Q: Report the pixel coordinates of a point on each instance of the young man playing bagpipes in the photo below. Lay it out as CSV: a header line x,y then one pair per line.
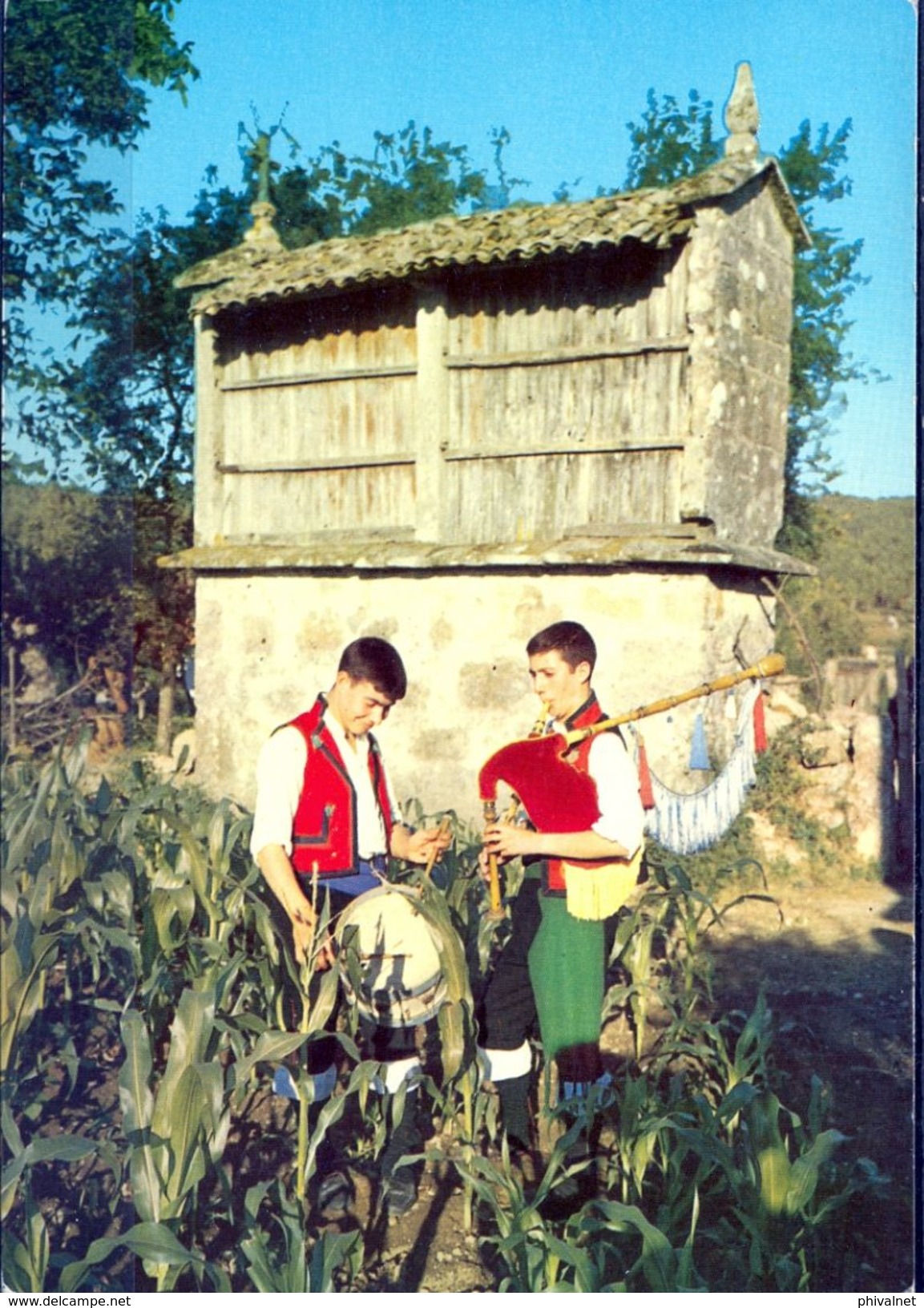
x,y
553,967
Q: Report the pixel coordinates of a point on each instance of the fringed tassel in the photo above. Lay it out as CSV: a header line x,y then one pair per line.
x,y
688,824
645,792
760,725
699,753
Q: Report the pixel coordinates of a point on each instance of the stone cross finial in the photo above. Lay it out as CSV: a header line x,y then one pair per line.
x,y
262,233
742,117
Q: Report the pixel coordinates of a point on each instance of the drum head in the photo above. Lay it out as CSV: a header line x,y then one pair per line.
x,y
392,967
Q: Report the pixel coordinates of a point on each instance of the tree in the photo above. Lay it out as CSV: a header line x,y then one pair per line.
x,y
74,78
122,411
670,143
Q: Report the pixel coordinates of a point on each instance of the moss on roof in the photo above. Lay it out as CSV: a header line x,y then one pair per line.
x,y
256,272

■ ■ ■ ■ ■

Would you repeat, exactly and with nothing added, every line from the line containing "of the moss" through the last line of the records above?

RESPONSE TO THIS EXERCISE
Q: Report the pixel coordinates of a point on each instance of the moss on roof in the photo above. Lay it out as CSV: a header line x,y then one pair per line.
x,y
256,272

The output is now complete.